══ TEXT PASSAGE ══

I was walking on Hampstead Heath which (for non-Londoners) is a very large public park with a great many trees and bushes, not always open and grassy. Maybe a bit like Central Park in New York.
Then I saw there was a very disheveled man who was lying under a bush, moaning softly and continually. And I saw that everyone else had assumed he was a dirty old drunken tramp, and had just walked right past him, doing nothing.
So I stopped to investigate. He wasn't a hobo, at all. He was a regular walker in the park, but he had varicose veins that had ruptured and he was lying with his face in the dirt, bleeding badly.
I was able to improvise a tourniquet, stabilize him a little, reassure him (he was very frightened and weak), and call for an ambulance. After that, he was just fine, and extremely grateful. If I had walked on by as well, together with everyone else that day, he may well have died.
The instant assumptions we sometimes make about people... it makes one think.
thepainterdoug
8th November 2019, 19:10
Bill/ he who saves one life, saves the world entire...
thats why I like coming here!
Caliban
8th November 2019, 19:22
Bill/ he who saves one life, saves the world entire...
thats why I like coming here!
Why not paint the guy? Immortalize him!
thepainterdoug
8th November 2019, 20:07
Caliban i did! go to www.dougauld.com his portrait is among my 100 whistleblowers project.
Caliban
8th November 2019, 20:10
Caliban i did! go to www.dougauld.com his portrait is among my 100 whistleblowers project.
I love that series. Which one is he? And--is he a Whistleblower in the sense of sounding the alarm on this nutso reality we've collectively created?

═══
══ EXTRACTED RECORDS ══

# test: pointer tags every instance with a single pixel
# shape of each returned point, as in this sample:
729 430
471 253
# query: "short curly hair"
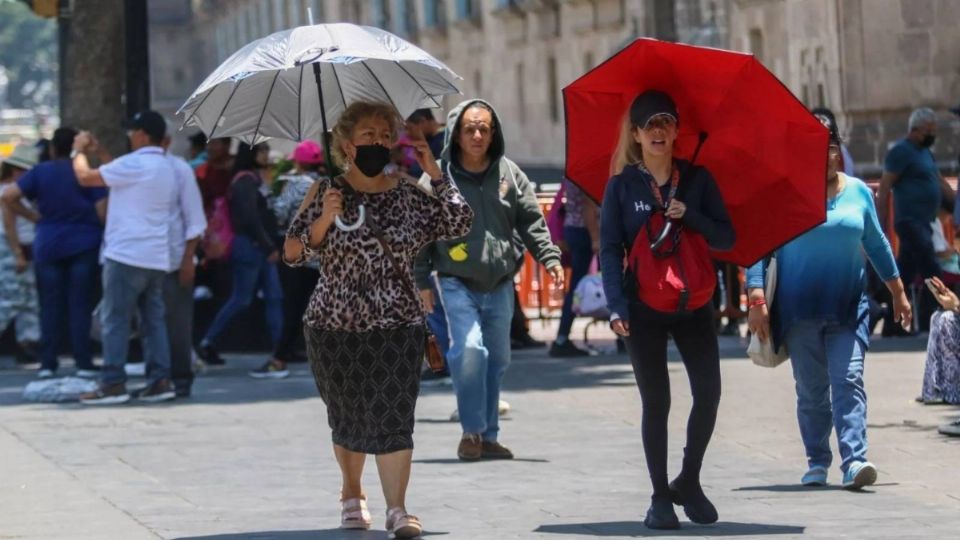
343 130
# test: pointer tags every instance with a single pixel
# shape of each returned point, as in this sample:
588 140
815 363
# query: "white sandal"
354 514
400 524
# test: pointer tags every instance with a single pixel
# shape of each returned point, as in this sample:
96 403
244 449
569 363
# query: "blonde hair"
343 130
628 151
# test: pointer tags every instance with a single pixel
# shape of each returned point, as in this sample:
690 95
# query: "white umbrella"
278 87
269 88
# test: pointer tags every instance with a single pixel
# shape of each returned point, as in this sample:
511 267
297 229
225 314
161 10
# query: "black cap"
150 122
829 121
649 104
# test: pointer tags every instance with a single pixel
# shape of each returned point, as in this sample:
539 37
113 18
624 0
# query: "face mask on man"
371 159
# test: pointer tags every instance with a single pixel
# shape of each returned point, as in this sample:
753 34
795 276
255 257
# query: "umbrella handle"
663 236
353 226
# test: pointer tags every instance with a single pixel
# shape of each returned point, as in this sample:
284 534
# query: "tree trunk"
93 73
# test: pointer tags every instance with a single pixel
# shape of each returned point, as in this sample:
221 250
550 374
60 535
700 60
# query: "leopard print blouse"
359 290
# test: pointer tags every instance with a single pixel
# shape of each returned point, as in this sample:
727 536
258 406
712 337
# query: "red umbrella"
766 151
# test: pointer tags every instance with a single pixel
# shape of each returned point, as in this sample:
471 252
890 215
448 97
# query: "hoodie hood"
454 117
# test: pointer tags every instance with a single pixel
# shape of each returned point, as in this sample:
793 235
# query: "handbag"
431 350
761 352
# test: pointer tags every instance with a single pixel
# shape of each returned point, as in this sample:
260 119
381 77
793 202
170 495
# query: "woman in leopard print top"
364 325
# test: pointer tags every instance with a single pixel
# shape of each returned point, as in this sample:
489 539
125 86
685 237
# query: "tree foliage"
28 57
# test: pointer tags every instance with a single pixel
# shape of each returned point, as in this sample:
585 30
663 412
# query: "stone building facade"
872 61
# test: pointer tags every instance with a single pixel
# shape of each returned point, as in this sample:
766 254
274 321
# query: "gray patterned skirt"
941 375
370 382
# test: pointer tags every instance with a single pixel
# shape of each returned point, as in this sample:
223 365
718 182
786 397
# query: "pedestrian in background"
65 251
821 314
910 171
186 228
648 181
581 234
476 270
299 282
364 325
18 285
253 255
142 206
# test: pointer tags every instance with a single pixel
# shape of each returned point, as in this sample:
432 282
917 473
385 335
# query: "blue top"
68 218
627 204
916 193
821 274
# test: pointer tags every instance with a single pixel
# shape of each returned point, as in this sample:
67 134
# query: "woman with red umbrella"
641 195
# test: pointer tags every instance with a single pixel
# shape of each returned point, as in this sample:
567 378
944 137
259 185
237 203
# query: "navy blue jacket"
627 204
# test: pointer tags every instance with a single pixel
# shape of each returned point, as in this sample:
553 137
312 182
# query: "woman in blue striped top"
821 314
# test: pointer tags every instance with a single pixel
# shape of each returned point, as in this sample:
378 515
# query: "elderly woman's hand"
758 320
426 159
945 297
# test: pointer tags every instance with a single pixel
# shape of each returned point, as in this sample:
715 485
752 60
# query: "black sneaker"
566 350
159 390
273 369
695 503
208 353
661 514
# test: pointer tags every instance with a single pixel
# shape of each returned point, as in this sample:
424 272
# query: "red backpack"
672 266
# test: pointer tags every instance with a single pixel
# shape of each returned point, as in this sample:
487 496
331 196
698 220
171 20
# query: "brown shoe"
112 394
471 447
495 450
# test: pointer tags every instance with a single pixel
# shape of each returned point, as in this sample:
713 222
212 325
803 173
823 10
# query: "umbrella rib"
336 77
266 103
380 84
300 106
225 105
197 108
414 79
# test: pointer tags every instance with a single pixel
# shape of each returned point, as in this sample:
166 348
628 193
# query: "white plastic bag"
589 300
761 352
58 390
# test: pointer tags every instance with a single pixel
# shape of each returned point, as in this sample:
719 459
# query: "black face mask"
371 159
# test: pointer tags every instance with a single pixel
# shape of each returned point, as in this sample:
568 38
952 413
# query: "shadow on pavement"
324 534
637 528
455 461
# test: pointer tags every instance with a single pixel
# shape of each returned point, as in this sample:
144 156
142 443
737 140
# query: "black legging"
696 339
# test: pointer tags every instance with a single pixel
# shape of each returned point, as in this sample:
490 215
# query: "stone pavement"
252 459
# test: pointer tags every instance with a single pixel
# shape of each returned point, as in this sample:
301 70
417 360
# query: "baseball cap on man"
150 122
650 104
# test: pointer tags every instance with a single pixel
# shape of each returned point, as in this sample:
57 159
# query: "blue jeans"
827 360
437 321
65 285
250 270
479 354
581 253
126 288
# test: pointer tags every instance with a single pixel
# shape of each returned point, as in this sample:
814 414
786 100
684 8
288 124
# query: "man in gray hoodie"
476 271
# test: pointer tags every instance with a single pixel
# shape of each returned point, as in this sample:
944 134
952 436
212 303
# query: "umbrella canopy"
269 88
766 151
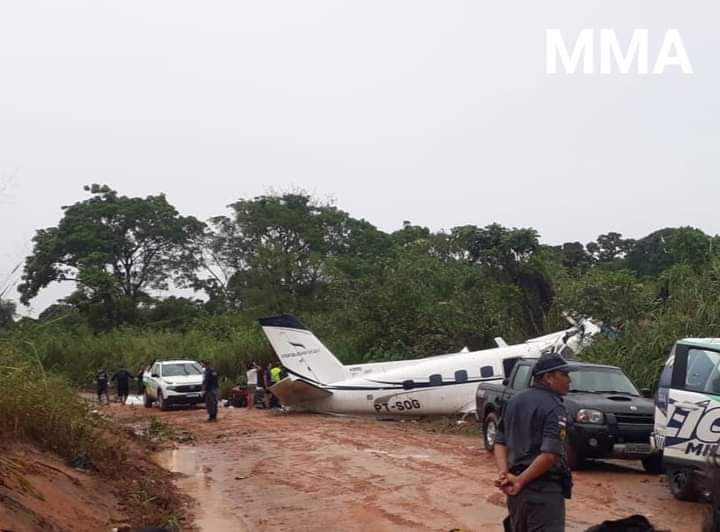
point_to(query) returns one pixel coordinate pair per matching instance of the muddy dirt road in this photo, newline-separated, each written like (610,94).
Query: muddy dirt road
(257,470)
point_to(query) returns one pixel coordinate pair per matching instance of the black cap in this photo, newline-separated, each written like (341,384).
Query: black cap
(550,362)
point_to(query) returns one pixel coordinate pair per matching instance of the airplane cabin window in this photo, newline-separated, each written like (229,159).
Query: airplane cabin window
(703,373)
(521,377)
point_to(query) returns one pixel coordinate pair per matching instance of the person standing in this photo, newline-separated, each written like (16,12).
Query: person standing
(140,381)
(265,382)
(101,385)
(122,376)
(530,450)
(210,388)
(251,375)
(275,377)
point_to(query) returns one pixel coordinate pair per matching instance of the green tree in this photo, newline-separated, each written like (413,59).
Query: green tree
(279,252)
(7,313)
(662,249)
(609,247)
(115,249)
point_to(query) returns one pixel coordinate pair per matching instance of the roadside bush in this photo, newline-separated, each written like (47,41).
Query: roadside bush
(46,411)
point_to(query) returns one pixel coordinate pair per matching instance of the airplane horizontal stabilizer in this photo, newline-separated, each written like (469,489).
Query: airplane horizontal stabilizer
(292,392)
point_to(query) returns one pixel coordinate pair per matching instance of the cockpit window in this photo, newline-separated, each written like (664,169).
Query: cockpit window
(703,373)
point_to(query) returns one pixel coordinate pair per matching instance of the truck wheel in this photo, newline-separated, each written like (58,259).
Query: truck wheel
(575,460)
(490,431)
(681,484)
(162,403)
(653,464)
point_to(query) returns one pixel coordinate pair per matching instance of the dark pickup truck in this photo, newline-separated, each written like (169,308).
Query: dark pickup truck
(608,416)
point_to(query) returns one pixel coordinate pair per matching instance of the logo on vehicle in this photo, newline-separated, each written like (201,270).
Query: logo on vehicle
(694,429)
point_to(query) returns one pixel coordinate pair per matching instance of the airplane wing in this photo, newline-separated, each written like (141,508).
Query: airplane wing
(291,392)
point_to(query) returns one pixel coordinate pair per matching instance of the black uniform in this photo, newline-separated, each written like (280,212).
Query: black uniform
(122,376)
(101,381)
(210,386)
(534,422)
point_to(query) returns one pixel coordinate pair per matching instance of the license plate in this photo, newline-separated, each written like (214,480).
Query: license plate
(641,448)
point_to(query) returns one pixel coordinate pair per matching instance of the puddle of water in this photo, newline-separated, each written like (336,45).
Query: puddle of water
(211,513)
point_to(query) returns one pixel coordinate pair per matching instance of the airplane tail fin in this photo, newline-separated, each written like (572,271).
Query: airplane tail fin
(300,352)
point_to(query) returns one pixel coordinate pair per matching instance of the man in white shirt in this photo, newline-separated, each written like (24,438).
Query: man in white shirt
(251,384)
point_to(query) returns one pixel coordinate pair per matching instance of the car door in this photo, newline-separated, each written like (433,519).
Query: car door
(153,382)
(692,417)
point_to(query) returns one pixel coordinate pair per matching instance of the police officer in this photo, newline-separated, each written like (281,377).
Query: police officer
(530,450)
(210,387)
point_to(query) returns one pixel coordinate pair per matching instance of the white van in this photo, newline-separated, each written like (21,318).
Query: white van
(687,415)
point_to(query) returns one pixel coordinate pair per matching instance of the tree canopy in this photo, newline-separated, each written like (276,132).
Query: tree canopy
(114,248)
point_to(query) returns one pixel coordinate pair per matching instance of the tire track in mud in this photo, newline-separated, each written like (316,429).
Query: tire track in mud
(309,472)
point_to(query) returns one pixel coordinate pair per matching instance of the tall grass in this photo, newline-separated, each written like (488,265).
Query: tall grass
(45,410)
(690,308)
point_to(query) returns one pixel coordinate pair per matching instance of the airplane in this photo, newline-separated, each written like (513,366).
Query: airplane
(446,384)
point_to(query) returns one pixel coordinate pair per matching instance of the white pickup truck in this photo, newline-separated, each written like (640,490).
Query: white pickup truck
(173,382)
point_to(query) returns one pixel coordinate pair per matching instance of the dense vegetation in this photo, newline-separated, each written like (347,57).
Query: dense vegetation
(370,295)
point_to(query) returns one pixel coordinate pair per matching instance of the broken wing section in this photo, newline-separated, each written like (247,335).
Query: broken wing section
(292,392)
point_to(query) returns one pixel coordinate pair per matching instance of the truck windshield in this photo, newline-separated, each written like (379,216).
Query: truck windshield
(175,370)
(595,380)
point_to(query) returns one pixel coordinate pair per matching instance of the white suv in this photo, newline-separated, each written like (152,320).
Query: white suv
(172,382)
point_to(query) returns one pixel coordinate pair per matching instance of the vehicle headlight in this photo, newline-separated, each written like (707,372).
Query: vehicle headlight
(588,415)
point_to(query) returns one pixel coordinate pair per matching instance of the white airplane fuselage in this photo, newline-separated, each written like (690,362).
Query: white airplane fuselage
(439,385)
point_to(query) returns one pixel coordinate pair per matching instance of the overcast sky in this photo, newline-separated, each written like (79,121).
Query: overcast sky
(436,112)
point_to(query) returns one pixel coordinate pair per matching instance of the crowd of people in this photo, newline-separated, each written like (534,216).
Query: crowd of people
(257,378)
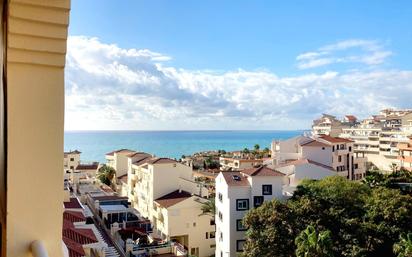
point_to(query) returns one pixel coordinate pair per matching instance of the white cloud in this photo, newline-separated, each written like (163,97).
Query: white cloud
(365,52)
(108,87)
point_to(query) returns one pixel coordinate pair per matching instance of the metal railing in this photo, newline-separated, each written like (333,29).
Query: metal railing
(38,249)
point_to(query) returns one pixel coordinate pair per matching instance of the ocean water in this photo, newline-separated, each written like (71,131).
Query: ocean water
(95,144)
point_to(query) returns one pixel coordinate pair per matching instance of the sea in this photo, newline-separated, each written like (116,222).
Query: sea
(173,144)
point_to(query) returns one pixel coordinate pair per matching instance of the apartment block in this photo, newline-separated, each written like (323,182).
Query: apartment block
(378,138)
(236,193)
(71,160)
(236,164)
(164,191)
(332,153)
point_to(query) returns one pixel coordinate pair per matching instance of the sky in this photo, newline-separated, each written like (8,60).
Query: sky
(220,64)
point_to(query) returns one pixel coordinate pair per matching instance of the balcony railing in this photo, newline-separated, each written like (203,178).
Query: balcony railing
(38,249)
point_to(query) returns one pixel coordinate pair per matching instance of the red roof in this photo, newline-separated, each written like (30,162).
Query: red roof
(306,161)
(161,160)
(335,139)
(123,178)
(73,216)
(72,204)
(126,151)
(88,166)
(315,143)
(351,117)
(173,198)
(262,171)
(235,178)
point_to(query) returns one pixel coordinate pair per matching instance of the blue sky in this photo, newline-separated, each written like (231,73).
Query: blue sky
(197,45)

═══

PROBLEMS TO SOLVE:
1. According to the Hampstead Heath thread, what had caused the man under the bush to bleed?
2. Transcribe the Hampstead Heath thread, starting with "The instant assumptions" and going on through "guy? Immortalize him!".
3. Go on with the Hampstead Heath thread from the point where it stops.
These records come from a different source than the Hampstead Heath thread.

RESPONSES PER TASK:
1. His varicose veins had ruptured.

2.
The instant assumptions we sometimes make about people... it makes one think.
thepainterdoug
8th November 2019, 19:10
Bill/ he who saves one life, saves the world entire...
thats why I like coming here!
Caliban
8th November 2019, 19:22
Bill/ he who saves one life, saves the world entire...
thats why I like coming here!
Why not paint the guy? Immortalize him!

3.
Sue (Ayt)
8th November 2019, 20:35
Caliban i did! go to www.dougauld.com his portrait is among my 100 whistleblowers project.
Oh my goodness painterdoug, those are almost ethereal!
(but I couldn't find Corey Goode.... :ROFL: )
thepainterdoug
8th November 2019, 20:50
Caliban/ he has a hat on and image is glowing red. click on it name will appear
and yes, the series is of whistleblowers and informers. bill is under that heading for sure
AYT. love the comedy!
Floating
10th November 2019, 01:40
Another view... “Is it OK if someone wants to live for years on a bench?”
https://www.bbc.com/news/stories-50211901?intlink_from_url=https://www.bbc.com/news/topics/cxqvep8kqext/long-reads&link_location=live-reporting-story
About a man and his mother living on a bench. Homeless by choice.
Fascinating read.
thepainterdoug
10th November 2019, 01:59
FLOATING/ incredible! thanks for posting
TomKat
10th November 2019, 03:01
Guess I should have chosen a better profession, like coffee server or taxi driver/delivery person. At least they always have work...
Of course you could take a job as a delivery person. But that's the conundrum. Take that job and, as far as unemployment insurance goes, that's your new profession.
Matthew
10th November 2019, 04:34
...
I ask myself, what is he thinking? what does he do all day? Does he mourn his plight or anything? is he happy, or is he not thinking at all?
...
I live near a larger town called Reading; it's got a large homeless population, and if a city status was awarded on the number of homeless then the town Reading would have been promoted to a city long ago.
The people of Reading are very sympathetic to the homeless, and there's a large Sikh driven movement to offer free food. Sure, this attracts homeless but I'm still fine with it personally because it's not as if people become homeless because of the free Sikh food.
I see the same faces for a while, but typically the homeless people stay for a bit then move on. The scratch marks on their faces are signs of crack use, but I still spare them change even if I am, actually, and not proudly, funding their habits with my loose change, I hope at least some of it goes towards sustenance, etc.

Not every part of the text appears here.